You are viewing a plain text version of this content. The canonical link for it is here.
Posted to issues@spark.apache.org by "Sean Owen (JIRA)" <ji...@apache.org> on 2016/11/14 14:15:58 UTC

[jira] [Commented] (SPARK-18436) isin causing SQL syntax error with JDBC

    [ https://issues.apache.org/jira/browse/SPARK-18436?page=com.atlassian.jira.plugin.system.issuetabpanels:comment-tabpanel&focusedCommentId=15664038#comment-15664038 ] 

Sean Owen commented on SPARK-18436:
-----------------------------------

You're saying that " ... IN () " is a SQL error in MSSQL?

I wonder if it would be smarter to handle this much farther upstream, because this condition is always false anyway.

It's not my area, but is it something you might comment on, [~hvanhovell] ? It seems like it might belong in Analyzer.

> isin causing SQL syntax error with JDBC
> ---------------------------------------
>
>                 Key: SPARK-18436
>                 URL: https://issues.apache.org/jira/browse/SPARK-18436
>             Project: Spark
>          Issue Type: Bug
>          Components: SQL
>    Affects Versions: 2.0.1
>         Environment: Linux, SQL Server 2012
>            Reporter: Dan
>              Labels: jdbc, sql
>
> When using a JDBC data source, the "isin" function generates invalid SQL syntax when called with an empty array, which causes the JDBC driver to throw an exception.

Request.
Reproduce the passage of the comment on the isin syntax error that begins at the words "[jira] [Commented] (SPARK-18436)" and stops after "always false anyway.".

(Items from a collection)

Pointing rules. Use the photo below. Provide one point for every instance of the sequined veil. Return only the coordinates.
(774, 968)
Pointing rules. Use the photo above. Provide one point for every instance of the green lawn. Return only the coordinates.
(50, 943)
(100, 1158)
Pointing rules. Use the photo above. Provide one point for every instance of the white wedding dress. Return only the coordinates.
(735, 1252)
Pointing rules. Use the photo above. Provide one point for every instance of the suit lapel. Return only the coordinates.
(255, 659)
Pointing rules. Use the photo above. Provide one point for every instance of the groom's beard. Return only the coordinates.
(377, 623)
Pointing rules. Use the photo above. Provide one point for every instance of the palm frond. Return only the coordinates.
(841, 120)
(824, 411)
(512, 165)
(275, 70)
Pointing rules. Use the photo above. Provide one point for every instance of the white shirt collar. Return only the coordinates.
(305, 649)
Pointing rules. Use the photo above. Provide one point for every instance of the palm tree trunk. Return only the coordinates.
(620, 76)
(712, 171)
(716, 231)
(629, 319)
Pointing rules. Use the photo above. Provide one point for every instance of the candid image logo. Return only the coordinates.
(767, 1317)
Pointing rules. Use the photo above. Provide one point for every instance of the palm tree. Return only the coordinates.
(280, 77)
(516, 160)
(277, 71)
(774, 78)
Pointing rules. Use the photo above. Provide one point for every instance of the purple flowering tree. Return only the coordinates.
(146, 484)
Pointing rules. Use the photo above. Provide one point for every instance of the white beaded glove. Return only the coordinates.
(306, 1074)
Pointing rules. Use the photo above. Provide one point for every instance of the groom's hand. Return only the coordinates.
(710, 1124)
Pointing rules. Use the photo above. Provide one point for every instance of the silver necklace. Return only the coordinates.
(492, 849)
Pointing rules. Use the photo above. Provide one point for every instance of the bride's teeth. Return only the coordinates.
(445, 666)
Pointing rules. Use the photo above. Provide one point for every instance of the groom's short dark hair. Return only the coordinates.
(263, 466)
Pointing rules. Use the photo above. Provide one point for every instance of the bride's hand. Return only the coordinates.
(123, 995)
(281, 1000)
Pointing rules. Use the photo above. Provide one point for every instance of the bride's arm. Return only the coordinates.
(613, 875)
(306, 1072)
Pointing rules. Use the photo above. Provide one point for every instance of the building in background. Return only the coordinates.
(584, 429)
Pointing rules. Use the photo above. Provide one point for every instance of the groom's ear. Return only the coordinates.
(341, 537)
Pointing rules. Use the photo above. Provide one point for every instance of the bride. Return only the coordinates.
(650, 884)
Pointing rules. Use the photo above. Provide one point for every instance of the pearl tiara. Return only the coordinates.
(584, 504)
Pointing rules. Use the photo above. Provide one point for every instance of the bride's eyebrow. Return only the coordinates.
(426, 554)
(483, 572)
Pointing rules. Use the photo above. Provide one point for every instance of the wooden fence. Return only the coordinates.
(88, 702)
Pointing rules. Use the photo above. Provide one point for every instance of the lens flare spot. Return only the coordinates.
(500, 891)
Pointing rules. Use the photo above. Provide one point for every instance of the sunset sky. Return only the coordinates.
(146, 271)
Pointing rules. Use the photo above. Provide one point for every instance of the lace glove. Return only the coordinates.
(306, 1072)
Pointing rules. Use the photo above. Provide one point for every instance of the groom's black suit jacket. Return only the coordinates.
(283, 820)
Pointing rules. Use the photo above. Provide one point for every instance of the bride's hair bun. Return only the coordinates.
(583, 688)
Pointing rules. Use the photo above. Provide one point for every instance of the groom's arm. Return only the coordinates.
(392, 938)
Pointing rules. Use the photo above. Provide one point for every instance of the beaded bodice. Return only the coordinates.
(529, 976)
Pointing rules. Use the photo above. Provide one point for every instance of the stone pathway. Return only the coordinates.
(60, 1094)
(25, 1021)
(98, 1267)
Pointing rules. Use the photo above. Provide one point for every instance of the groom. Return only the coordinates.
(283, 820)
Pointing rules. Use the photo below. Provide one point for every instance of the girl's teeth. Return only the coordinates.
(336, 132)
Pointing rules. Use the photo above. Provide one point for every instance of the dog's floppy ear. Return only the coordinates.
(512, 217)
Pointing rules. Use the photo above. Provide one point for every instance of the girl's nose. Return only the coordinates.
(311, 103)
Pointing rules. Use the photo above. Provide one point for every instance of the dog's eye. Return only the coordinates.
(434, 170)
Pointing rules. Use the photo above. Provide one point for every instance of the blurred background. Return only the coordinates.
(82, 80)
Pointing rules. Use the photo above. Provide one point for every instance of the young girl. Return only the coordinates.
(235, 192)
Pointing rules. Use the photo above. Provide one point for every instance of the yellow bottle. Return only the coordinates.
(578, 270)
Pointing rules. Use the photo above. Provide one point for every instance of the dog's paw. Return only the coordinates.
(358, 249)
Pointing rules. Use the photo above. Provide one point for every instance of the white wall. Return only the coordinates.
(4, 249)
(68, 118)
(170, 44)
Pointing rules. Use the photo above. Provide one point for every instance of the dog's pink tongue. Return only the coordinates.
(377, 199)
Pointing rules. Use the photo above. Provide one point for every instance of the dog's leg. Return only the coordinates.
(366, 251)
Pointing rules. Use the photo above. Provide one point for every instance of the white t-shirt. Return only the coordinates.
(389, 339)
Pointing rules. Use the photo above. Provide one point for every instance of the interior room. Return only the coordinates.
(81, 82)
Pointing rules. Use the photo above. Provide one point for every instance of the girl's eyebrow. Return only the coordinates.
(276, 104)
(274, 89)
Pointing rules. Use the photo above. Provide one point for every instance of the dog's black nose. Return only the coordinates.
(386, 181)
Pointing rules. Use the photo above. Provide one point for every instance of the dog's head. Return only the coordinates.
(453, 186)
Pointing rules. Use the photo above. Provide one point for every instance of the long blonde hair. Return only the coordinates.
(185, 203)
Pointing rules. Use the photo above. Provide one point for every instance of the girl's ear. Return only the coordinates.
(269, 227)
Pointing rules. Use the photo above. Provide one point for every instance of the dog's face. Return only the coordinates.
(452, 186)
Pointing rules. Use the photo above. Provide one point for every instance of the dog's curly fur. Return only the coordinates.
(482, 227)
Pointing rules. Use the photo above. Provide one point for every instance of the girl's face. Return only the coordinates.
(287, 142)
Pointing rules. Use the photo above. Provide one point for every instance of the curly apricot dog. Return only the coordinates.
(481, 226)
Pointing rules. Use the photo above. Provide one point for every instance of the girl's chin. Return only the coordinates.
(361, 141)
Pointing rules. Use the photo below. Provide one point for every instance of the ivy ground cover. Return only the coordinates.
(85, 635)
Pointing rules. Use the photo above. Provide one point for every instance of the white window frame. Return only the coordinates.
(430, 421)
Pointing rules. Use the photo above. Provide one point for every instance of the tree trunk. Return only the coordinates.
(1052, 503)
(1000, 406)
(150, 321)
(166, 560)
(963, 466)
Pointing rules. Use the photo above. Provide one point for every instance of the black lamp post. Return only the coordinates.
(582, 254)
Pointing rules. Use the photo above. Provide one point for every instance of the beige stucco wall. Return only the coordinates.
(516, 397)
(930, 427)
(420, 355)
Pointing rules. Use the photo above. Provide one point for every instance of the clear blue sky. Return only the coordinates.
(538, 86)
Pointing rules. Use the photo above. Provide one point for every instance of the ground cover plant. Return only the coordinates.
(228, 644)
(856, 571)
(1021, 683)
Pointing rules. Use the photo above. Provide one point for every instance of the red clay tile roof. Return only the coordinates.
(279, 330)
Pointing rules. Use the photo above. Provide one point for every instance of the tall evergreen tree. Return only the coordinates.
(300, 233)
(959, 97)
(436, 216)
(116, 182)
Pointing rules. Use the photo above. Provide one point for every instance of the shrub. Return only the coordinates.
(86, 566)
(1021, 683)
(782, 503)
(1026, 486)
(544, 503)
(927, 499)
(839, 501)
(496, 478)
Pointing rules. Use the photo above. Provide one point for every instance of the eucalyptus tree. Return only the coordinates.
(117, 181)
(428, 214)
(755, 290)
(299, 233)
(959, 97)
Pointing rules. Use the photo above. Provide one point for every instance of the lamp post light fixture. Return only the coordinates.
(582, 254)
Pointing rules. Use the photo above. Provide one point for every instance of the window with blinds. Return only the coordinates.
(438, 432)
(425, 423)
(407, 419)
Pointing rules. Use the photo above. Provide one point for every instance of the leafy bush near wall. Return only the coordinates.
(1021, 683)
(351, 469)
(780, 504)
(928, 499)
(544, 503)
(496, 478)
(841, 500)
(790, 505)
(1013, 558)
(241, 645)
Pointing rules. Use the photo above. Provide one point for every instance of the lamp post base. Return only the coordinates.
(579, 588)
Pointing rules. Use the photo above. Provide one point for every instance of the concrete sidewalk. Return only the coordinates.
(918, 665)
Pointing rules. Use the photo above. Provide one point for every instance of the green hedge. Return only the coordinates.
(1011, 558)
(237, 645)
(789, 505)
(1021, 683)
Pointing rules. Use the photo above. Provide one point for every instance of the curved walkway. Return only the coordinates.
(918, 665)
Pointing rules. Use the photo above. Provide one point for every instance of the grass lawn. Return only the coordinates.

Output.
[jira] [Commented] (SPARK-18436) isin causing SQL syntax error with JDBC

    [ https://issues.apache.org/jira/browse/SPARK-18436?page=com.atlassian.jira.plugin.system.issuetabpanels:comment-tabpanel&focusedCommentId=15664038#comment-15664038 ] 

Sean Owen commented on SPARK-18436:
-----------------------------------

You're saying that " ... IN () " is a SQL error in MSSQL?

I wonder if it would be smarter to handle this much farther upstream, because this condition is always false anyway.